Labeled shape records
************
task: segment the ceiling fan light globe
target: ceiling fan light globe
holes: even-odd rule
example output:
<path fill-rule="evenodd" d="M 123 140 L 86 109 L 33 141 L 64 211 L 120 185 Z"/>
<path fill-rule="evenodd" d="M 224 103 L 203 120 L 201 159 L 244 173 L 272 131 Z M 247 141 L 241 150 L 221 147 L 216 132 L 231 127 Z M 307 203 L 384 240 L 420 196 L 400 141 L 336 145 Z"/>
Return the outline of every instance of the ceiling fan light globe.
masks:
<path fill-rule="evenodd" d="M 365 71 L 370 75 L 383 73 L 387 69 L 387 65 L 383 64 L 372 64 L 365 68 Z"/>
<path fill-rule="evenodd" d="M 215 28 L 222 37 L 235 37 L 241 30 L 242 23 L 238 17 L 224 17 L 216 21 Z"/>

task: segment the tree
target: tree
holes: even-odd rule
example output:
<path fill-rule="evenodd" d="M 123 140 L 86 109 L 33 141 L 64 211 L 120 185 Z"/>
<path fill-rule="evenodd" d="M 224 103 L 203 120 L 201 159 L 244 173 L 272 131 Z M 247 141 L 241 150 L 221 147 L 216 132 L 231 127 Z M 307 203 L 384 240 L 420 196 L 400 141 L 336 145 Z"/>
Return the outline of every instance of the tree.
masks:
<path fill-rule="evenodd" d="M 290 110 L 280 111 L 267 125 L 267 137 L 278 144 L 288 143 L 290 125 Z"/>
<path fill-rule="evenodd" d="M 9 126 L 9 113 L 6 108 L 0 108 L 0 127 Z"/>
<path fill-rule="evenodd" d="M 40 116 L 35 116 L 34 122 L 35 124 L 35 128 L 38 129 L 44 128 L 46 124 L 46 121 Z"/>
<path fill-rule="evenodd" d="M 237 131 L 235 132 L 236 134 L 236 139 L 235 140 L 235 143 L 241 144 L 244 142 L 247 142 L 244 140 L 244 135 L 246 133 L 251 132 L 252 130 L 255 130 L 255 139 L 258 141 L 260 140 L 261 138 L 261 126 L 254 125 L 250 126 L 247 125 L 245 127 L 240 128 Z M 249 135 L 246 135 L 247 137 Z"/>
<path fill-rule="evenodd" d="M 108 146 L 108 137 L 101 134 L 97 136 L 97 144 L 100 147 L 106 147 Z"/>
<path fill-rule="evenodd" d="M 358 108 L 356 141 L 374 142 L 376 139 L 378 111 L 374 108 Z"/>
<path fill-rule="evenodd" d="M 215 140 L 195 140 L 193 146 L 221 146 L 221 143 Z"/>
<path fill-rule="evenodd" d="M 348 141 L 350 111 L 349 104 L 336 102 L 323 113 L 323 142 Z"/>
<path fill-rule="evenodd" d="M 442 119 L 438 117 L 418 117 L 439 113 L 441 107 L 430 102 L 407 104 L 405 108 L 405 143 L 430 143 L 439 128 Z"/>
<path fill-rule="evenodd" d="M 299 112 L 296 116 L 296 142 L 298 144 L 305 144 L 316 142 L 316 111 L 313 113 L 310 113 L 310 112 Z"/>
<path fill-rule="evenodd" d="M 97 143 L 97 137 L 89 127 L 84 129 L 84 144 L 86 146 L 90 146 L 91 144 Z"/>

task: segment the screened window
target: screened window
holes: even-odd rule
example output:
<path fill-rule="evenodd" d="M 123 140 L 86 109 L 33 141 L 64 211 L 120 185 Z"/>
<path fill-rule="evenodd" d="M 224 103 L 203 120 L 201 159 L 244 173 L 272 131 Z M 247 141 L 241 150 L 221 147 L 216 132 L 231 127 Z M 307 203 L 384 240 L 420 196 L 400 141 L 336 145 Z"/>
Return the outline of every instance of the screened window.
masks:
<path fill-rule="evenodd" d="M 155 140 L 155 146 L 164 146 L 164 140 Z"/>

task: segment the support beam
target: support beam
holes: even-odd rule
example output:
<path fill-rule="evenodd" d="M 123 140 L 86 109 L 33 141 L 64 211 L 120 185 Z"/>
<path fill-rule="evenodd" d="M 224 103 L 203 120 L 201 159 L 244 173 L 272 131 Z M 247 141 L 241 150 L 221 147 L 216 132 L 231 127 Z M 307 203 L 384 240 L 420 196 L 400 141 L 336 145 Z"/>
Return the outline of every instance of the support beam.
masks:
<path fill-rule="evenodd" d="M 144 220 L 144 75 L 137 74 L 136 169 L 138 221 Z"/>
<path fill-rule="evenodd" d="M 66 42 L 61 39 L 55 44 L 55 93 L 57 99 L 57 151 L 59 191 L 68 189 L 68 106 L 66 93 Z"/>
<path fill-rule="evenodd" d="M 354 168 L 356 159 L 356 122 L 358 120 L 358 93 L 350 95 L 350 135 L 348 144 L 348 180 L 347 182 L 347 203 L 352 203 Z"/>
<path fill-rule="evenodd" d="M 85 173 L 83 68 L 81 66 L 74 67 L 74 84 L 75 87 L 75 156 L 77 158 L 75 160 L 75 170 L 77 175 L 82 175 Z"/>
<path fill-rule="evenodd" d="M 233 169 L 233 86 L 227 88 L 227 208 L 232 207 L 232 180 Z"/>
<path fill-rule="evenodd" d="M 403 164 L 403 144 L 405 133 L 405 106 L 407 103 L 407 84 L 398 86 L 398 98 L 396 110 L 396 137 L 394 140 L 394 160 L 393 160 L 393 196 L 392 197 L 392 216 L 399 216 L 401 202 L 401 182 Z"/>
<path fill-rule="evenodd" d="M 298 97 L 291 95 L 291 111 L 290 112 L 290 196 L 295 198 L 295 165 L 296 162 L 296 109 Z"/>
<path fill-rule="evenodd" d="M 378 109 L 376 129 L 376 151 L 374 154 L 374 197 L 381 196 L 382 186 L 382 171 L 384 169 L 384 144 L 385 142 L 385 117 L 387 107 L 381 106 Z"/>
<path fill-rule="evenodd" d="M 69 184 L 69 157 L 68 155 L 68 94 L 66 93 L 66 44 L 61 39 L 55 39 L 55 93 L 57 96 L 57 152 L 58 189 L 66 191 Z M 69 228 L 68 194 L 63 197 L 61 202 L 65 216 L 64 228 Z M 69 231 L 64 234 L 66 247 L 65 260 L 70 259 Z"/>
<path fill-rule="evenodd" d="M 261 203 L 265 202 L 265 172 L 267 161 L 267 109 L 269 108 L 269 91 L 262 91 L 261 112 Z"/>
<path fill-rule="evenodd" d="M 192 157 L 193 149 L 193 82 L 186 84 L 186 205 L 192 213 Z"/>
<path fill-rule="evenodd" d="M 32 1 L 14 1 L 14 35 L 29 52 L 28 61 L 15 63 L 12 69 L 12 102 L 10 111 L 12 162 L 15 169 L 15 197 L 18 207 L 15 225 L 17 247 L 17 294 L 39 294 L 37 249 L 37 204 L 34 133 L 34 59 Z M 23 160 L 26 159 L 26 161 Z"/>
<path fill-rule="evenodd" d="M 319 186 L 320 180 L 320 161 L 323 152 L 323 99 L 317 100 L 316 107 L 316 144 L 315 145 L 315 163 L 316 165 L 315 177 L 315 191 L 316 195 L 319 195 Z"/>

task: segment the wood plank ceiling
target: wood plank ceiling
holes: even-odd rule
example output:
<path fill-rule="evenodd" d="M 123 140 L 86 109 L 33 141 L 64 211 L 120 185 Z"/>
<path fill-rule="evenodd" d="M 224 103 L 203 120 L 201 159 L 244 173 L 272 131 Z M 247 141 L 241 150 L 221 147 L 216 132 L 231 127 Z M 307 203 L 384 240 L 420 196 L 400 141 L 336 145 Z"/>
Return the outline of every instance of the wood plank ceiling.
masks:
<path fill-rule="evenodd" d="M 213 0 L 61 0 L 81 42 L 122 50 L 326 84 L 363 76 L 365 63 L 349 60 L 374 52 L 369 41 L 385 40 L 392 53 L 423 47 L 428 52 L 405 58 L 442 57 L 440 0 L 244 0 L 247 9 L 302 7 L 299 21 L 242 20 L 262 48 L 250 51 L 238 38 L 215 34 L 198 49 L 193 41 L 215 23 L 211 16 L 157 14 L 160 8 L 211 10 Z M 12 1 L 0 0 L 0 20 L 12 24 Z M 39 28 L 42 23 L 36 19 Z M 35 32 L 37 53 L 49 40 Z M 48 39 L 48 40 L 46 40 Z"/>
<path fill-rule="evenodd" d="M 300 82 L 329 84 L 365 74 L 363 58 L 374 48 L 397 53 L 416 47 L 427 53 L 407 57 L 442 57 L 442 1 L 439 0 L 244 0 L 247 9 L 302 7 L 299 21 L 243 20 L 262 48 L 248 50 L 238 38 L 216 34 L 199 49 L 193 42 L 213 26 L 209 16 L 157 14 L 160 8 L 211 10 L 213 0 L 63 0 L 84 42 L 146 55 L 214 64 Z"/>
************
[Required task]: Rewrite the stretch from the line containing "task: segment the screened window" through the line containing "155 140 L 155", putting "window screen" in place of "screened window" and leaving everything else unchanged.

[Answer in full]:
task: segment the window screen
target: window screen
holes: even-odd rule
example output:
<path fill-rule="evenodd" d="M 123 140 L 86 109 L 33 141 L 64 211 L 120 185 Z"/>
<path fill-rule="evenodd" d="M 224 103 L 203 120 L 201 159 L 244 173 L 272 131 Z M 247 141 L 241 150 L 221 147 L 216 132 L 231 127 Z M 307 203 L 384 240 L 420 196 L 400 141 L 336 145 Z"/>
Return the outline of every instance of the window screen.
masks:
<path fill-rule="evenodd" d="M 155 140 L 155 146 L 164 146 L 164 140 Z"/>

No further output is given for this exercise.